▶ FRAGMENTO DEL TEXTO:
—————
Con gran variedad de armonías e instrumentación, el drama wagneriano alcanza alturas inusitadas, con una suntuosidad sónica que deriva de la extraordinaria técnica del compositor.  Como dice un comentarista:
Así como Beethoven introdujo el drama en la sinfonía, Wagner introdujo la sinfonía en el drama y a partir de este hecho la orquesta es verdaderamente tal y no un pretexto para acompañar a los cantantes en sus divagaciones de vocalización.
Es decir, la orquesta recibe un papel extraordinario. Con su música aparecen por primera vez en la historia las voces de la naturaleza: el fuego, el agua, el bosque, la noche, la luz solar. Y también aparecen los sentimientos humanos descubiertos más tarde por Freud [(1856-1939)]: el miedo, el odio, el éxtasis, el heroísmo y la felicidad.
—————
▶ DATOS PROPORCIONADOS:
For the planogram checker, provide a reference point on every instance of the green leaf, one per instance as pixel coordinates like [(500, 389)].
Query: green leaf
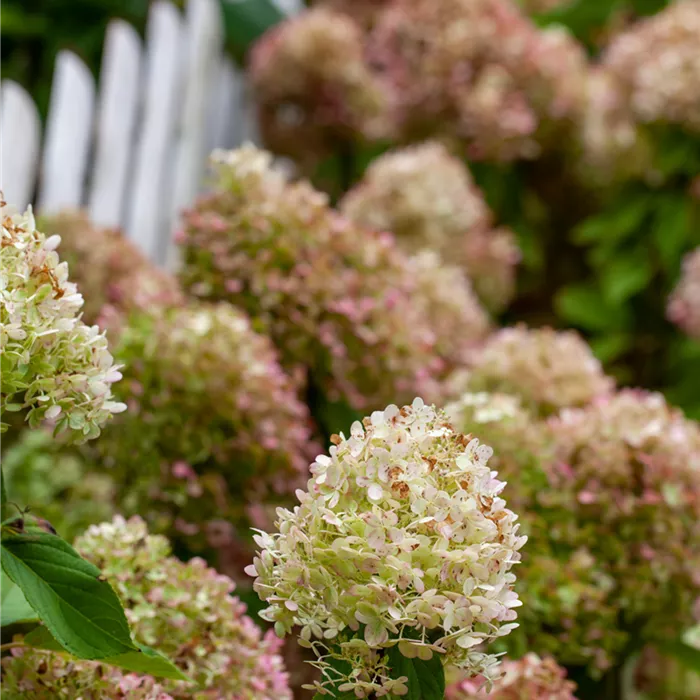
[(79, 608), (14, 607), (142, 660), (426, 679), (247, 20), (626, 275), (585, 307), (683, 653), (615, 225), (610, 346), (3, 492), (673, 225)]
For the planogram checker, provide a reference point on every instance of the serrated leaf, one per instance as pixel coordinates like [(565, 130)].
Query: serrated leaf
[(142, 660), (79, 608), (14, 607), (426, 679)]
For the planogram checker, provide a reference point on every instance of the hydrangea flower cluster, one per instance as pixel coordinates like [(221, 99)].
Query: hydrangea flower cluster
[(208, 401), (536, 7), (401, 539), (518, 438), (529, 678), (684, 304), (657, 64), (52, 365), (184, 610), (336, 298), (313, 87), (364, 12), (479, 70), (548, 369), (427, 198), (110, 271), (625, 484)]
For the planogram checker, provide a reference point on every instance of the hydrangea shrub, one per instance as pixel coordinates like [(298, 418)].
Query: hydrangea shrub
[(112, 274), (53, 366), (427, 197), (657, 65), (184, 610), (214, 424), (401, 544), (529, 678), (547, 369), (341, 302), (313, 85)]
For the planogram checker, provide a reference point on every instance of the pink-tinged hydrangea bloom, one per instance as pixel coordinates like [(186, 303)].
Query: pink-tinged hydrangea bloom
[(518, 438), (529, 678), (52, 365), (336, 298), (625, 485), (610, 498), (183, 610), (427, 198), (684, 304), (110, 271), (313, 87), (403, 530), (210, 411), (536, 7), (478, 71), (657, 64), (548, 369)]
—————
▶ EL EJERCICIO: Transcribe completo y sin ninguna alteración el fragmento sobre el drama wagneriano.

▶ RESPUESTA:
Con gran variedad de armonías e instrumentación, el drama wagneriano alcanza alturas inusitadas, con una suntuosidad sónica que deriva de la extraordinaria técnica del compositor.  Como dice un comentarista:
Así como Beethoven introdujo el drama en la sinfonía, Wagner introdujo la sinfonía en el drama y a partir de este hecho la orquesta es verdaderamente tal y no un pretexto para acompañar a los cantantes en sus divagaciones de vocalización.
Es decir, la orquesta recibe un papel extraordinario. Con su música aparecen por primera vez en la historia las voces de la naturaleza: el fuego, el agua, el bosque, la noche, la luz solar. Y también aparecen los sentimientos humanos descubiertos más tarde por Freud [(1856-1939)]: el miedo, el odio, el éxtasis, el heroísmo y la felicidad.